Exercise requirements:
Reproduce verbatim the following passage on reason and the ideal society, from its opening sentence through its final one.

Document passage:
━━━━━━

The precept I concocted was this: "An ideal society acknowledges only one crime, 'Being Unreasonable', and prescribes only one punishment for that crime, 'Being Prevented from Action Until One Can Act Reasonably'."

Now I know that already some literal-minded nebbish is whining, "But we can't implement a policy like that without having a precise definition of exactly what constitutes 'reason' in any given scenario." Bullshit. Reason is functionally the same as common sense, and we call it "common sense" because nearly everyone possesses it, or at least that used to be true when the concept was formulated. If you don't know what the reasonable course of action is for a given scenario, then think about it some more, talk it over with as many people as possible, and figure it out. This is the only plan we need - take all factors into account, get the facts straight, and work out the correct approach. The main reason this doesn't already happen is that we don't enforce the second clause - we allow people who are in power to do whatever they see fit to do, and problems inevitably result because they are capable of acting unreasonably. We human beings are twitchy folks, we all get up on the wrong side of the bed some day, and a lot of us are completely full of ourselves. It is not reasonable for us to operate on the basis of these flawed perspectives; that is where my theory completes itself. By backing off from an issue and giving it more thought, we better minimize the effects of our emotional turmoil and arrogant preconceptions; we refrain from lashing out stupidly in panic or wrath, prohibited from acting on the basis of self-righteous arrogance. And yes, sometimes swift and decisive action is needed in a situation, but that too is a parameter which must be evaluated reasonably, deciding on a sensible basis rather than a prideful one whether you should continue arguing about an issue as the clock ticks. The reasonable thing to do in such cases is to act, but be fully aware of the possibility you're miscalculating, and use hindsight to evaluate the decision after the fact and be better prepared for next time.

━━━━━━

Information given:

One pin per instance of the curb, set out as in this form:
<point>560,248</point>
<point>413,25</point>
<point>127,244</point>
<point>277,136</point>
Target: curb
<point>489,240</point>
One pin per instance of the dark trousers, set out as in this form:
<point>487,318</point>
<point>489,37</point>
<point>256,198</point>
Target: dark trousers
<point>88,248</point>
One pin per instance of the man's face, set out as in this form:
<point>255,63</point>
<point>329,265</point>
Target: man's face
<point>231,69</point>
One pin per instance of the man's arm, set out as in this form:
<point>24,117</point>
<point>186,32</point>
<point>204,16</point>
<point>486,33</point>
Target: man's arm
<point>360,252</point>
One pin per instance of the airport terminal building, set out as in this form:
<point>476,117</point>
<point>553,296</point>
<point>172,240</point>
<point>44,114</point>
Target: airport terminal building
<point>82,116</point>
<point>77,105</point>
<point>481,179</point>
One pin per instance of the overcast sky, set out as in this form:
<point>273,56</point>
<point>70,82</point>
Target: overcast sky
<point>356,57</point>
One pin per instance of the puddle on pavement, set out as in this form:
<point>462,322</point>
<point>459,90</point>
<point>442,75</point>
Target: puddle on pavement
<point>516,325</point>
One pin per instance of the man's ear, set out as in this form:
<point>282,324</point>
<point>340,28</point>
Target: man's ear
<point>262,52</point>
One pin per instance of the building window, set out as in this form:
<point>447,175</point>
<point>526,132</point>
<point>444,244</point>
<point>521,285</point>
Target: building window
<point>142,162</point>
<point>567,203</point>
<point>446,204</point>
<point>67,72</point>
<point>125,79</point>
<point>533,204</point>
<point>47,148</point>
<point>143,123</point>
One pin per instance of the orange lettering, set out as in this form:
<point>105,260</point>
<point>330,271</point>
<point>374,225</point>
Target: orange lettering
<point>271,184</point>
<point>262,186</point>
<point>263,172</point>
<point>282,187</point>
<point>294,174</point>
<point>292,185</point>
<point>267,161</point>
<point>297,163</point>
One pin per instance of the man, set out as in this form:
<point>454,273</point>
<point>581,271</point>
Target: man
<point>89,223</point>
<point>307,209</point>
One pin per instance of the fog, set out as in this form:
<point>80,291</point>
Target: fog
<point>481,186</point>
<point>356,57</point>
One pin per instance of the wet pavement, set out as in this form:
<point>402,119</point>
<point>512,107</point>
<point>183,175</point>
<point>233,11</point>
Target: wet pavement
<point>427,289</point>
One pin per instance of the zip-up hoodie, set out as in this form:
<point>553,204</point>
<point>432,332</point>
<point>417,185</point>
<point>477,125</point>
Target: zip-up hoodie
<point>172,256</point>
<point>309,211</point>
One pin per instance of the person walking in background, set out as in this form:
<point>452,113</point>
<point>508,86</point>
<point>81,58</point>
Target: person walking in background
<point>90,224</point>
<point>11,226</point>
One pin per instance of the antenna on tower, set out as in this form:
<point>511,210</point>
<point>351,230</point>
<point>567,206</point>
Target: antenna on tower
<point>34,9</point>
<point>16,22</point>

━━━━━━

Finished task:
The precept I concocted was this: "An ideal society acknowledges only one crime, 'Being Unreasonable', and prescribes only one punishment for that crime, 'Being Prevented from Action Until One Can Act Reasonably'."

Now I know that already some literal-minded nebbish is whining, "But we can't implement a policy like that without having a precise definition of exactly what constitutes 'reason' in any given scenario." Bullshit. Reason is functionally the same as common sense, and we call it "common sense" because nearly everyone possesses it, or at least that used to be true when the concept was formulated. If you don't know what the reasonable course of action is for a given scenario, then think about it some more, talk it over with as many people as possible, and figure it out. This is the only plan we need - take all factors into account, get the facts straight, and work out the correct approach. The main reason this doesn't already happen is that we don't enforce the second clause - we allow people who are in power to do whatever they see fit to do, and problems inevitably result because they are capable of acting unreasonably. We human beings are twitchy folks, we all get up on the wrong side of the bed some day, and a lot of us are completely full of ourselves. It is not reasonable for us to operate on the basis of these flawed perspectives; that is where my theory completes itself. By backing off from an issue and giving it more thought, we better minimize the effects of our emotional turmoil and arrogant preconceptions; we refrain from lashing out stupidly in panic or wrath, prohibited from acting on the basis of self-righteous arrogance. And yes, sometimes swift and decisive action is needed in a situation, but that too is a parameter which must be evaluated reasonably, deciding on a sensible basis rather than a prideful one whether you should continue arguing about an issue as the clock ticks. The reasonable thing to do in such cases is to act, but be fully aware of the possibility you're miscalculating, and use hindsight to evaluate the decision after the fact and be better prepared for next time.